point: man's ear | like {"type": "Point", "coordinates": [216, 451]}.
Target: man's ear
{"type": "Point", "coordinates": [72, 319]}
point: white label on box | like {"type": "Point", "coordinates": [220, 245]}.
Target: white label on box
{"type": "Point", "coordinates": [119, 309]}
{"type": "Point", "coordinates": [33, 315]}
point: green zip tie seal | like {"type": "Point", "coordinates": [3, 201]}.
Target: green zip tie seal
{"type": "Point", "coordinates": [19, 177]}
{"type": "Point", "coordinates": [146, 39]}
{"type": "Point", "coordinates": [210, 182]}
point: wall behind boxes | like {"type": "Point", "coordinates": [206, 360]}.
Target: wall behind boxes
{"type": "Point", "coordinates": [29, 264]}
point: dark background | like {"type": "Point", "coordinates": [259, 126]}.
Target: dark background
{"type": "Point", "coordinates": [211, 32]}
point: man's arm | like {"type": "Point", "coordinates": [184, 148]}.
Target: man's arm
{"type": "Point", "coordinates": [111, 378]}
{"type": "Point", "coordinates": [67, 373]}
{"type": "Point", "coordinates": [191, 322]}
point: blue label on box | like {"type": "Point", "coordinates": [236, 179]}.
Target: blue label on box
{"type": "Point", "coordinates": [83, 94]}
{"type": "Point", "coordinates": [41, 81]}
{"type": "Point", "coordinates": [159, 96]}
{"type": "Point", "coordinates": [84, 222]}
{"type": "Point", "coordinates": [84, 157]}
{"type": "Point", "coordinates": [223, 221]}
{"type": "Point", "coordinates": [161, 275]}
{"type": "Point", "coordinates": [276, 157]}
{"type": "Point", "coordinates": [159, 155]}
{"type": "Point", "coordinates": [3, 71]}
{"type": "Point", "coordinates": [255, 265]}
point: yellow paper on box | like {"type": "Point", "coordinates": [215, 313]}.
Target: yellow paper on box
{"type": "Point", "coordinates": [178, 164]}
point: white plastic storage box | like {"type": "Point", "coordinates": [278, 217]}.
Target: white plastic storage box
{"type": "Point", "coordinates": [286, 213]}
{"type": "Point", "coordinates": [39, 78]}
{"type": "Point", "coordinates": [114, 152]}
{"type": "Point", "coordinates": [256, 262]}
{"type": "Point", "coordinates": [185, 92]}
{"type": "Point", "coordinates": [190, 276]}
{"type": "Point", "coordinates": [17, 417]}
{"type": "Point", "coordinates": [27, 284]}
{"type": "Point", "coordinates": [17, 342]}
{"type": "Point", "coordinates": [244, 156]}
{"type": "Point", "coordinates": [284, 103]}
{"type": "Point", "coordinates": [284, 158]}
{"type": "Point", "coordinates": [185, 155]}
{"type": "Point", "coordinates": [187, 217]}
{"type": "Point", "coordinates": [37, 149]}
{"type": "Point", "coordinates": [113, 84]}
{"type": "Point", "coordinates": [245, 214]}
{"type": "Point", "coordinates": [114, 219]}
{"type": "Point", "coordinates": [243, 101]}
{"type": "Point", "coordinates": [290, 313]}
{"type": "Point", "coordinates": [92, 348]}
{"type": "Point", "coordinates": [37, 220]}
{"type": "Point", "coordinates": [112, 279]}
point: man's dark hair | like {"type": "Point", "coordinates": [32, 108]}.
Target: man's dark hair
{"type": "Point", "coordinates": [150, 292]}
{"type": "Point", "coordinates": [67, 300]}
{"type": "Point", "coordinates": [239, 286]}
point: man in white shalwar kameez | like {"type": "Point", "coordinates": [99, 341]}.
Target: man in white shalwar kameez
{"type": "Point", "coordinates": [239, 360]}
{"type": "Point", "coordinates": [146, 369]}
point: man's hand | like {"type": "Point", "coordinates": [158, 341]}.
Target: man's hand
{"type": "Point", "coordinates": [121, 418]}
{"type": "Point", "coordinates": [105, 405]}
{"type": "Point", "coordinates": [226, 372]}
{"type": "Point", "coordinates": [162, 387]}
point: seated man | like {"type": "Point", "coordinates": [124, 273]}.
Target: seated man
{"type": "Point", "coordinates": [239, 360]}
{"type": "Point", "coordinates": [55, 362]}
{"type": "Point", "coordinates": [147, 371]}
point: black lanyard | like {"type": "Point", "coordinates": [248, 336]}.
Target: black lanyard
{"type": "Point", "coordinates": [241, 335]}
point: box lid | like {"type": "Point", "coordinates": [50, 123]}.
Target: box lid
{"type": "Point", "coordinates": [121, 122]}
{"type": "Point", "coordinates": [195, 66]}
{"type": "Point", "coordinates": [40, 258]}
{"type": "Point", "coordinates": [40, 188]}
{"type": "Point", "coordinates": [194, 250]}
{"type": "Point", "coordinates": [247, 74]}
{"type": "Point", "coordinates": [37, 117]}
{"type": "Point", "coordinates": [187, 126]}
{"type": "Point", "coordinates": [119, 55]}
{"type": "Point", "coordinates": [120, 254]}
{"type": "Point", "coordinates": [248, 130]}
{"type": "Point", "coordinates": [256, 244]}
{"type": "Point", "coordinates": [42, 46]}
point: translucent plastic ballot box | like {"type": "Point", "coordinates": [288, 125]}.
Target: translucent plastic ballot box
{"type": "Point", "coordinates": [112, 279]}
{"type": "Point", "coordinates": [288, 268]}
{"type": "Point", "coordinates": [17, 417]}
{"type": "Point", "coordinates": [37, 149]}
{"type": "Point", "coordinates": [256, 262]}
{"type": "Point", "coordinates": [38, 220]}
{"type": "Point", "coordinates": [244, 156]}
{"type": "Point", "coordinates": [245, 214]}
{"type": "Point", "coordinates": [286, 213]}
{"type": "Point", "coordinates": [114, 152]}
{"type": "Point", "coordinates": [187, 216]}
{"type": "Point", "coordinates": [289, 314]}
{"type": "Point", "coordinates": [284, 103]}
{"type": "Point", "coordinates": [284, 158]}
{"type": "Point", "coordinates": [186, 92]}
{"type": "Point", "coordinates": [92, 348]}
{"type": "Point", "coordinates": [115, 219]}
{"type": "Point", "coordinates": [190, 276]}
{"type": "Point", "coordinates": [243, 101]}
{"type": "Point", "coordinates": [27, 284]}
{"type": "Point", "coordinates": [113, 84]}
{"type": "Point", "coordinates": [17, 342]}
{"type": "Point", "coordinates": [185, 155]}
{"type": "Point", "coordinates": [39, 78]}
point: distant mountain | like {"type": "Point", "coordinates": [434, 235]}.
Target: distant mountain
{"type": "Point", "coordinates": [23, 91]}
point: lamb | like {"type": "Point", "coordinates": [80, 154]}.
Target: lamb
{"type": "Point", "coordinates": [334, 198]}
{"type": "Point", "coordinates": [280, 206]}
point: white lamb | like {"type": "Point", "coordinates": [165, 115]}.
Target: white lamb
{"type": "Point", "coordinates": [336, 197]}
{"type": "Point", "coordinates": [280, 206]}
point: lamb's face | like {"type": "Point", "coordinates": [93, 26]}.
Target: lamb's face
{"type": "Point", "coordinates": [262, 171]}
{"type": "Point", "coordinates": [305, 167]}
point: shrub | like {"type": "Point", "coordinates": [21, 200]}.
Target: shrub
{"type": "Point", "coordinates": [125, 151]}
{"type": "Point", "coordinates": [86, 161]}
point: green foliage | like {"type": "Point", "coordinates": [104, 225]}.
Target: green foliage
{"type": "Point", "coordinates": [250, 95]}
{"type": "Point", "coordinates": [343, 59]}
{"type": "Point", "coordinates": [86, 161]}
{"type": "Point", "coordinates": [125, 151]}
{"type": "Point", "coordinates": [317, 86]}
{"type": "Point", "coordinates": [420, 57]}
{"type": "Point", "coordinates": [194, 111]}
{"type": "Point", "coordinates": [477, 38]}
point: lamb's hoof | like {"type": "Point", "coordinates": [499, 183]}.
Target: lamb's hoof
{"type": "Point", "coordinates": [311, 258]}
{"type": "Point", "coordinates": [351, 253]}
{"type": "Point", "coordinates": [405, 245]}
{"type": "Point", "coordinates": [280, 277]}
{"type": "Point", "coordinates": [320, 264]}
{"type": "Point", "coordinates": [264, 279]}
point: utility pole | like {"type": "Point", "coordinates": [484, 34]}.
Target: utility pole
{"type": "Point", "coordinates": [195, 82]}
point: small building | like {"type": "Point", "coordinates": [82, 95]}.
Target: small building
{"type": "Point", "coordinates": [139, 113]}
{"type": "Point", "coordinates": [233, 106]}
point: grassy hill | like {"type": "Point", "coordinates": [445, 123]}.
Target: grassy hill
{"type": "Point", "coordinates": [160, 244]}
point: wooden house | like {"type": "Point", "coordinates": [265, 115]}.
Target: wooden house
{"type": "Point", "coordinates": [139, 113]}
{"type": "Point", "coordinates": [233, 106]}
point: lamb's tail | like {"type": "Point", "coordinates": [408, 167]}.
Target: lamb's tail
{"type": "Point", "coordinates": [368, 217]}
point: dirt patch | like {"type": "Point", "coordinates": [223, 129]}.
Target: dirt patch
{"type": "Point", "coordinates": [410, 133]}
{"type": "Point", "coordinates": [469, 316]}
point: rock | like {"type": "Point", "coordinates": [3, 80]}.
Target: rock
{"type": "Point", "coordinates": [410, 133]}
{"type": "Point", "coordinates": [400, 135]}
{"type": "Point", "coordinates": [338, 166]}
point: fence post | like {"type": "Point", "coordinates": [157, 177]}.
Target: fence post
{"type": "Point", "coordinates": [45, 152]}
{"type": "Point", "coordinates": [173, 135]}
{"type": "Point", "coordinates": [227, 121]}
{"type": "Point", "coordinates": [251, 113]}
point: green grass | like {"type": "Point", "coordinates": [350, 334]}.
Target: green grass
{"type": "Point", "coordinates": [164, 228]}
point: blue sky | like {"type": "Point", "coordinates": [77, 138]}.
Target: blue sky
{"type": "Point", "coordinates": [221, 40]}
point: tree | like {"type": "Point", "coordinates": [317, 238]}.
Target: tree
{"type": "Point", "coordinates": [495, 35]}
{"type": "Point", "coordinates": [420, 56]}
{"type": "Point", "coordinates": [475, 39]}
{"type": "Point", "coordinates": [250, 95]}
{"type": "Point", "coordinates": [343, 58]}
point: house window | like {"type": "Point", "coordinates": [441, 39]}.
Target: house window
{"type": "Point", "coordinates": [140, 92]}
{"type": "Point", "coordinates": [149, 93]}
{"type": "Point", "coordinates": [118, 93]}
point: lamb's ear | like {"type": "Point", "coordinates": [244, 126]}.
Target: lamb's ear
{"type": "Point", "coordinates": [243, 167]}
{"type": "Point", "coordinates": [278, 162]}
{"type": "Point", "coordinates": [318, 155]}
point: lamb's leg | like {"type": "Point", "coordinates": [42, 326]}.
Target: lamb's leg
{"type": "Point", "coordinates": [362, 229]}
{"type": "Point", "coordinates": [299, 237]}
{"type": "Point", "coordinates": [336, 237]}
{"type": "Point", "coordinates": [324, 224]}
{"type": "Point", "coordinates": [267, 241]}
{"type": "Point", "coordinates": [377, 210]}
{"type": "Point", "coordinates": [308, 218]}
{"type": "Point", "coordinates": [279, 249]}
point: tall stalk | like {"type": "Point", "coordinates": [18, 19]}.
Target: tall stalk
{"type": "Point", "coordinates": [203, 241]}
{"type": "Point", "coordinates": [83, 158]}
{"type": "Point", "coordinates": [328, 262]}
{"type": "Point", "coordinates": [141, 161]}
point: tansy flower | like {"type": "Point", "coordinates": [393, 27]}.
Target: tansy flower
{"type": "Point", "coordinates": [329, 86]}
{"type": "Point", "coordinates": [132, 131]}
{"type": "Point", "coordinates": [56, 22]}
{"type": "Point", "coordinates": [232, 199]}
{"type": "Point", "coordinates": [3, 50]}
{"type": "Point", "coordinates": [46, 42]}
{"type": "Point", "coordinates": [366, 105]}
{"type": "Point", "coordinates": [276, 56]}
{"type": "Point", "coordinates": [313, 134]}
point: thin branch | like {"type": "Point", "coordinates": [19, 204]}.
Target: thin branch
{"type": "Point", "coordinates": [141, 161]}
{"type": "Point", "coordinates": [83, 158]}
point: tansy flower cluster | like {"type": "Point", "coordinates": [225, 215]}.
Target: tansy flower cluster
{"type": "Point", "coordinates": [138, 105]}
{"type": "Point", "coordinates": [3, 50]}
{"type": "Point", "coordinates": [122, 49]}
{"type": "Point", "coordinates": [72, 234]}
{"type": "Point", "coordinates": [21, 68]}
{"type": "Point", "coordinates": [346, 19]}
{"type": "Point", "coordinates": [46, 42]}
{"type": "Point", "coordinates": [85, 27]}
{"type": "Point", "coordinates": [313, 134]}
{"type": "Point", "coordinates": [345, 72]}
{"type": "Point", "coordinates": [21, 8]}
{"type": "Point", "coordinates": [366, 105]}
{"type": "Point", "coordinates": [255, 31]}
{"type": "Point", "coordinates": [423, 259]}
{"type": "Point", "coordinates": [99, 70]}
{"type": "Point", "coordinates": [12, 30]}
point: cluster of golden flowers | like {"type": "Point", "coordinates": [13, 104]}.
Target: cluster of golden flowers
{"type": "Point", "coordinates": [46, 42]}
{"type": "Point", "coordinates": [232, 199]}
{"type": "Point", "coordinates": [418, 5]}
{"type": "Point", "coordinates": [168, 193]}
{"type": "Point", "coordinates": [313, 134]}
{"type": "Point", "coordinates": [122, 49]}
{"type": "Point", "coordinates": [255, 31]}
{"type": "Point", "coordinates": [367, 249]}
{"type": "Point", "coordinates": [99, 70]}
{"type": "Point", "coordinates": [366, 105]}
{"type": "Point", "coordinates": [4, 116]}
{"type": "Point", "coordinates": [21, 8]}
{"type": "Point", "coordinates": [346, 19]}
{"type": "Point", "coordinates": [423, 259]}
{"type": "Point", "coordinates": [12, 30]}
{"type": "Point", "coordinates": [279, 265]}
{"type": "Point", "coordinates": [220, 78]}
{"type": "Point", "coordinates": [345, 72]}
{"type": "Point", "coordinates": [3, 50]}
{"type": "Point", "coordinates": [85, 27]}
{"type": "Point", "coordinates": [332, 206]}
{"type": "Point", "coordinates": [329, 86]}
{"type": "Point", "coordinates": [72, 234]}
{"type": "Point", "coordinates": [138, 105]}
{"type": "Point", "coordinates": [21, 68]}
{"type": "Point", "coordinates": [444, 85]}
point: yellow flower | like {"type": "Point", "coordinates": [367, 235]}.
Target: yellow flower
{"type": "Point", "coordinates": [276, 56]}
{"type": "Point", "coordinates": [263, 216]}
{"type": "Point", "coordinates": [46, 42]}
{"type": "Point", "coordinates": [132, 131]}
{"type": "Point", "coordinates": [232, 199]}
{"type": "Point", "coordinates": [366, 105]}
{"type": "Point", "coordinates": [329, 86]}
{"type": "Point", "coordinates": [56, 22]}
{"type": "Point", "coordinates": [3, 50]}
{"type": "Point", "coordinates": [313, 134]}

——

**TASK GOAL**
Beginning with the first line of the listing above, print each line exactly until you have printed the line that contains "point: white label".

**EXPECTED ANSWER**
point: man's ear | like {"type": "Point", "coordinates": [216, 451]}.
Target: man's ear
{"type": "Point", "coordinates": [72, 319]}
point: white label on box | like {"type": "Point", "coordinates": [220, 245]}.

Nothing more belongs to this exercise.